§ **Exercise objective**: Show each line in the rows below that contains the string "dome". Case counts.

§ **Provided information**:
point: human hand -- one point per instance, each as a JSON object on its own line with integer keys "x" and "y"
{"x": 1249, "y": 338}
---
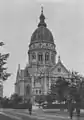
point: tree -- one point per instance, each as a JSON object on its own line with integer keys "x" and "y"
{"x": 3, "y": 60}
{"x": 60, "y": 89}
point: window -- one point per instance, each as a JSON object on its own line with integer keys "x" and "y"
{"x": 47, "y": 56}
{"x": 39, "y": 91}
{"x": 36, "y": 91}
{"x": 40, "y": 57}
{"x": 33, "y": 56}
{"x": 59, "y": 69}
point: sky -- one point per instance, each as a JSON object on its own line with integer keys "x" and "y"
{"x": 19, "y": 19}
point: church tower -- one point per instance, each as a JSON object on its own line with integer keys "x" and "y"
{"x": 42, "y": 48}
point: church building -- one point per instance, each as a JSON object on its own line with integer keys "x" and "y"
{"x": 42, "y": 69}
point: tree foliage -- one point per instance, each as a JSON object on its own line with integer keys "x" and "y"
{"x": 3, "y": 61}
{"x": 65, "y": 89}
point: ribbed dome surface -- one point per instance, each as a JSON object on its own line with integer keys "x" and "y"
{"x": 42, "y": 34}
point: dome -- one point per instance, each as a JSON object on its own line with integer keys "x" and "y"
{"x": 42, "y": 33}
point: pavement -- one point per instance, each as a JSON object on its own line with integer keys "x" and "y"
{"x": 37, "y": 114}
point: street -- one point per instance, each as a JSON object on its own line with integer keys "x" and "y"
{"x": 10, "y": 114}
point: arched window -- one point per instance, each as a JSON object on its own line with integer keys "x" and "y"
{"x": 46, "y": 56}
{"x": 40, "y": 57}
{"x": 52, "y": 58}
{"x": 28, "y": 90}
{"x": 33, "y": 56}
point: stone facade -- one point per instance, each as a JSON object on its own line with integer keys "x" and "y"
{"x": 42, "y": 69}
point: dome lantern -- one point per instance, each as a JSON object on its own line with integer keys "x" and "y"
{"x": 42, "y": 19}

§ **Worked answer**:
point: ribbed dome surface -- one point per instance, each as a JSON object on its own line with integer keys "x" and "y"
point: dome -- one point per instance, each as a JSON object on its own line with integer keys "x" and "y"
point: dome lantern -- one point per instance, each as a JSON object on its own line with integer keys "x" and "y"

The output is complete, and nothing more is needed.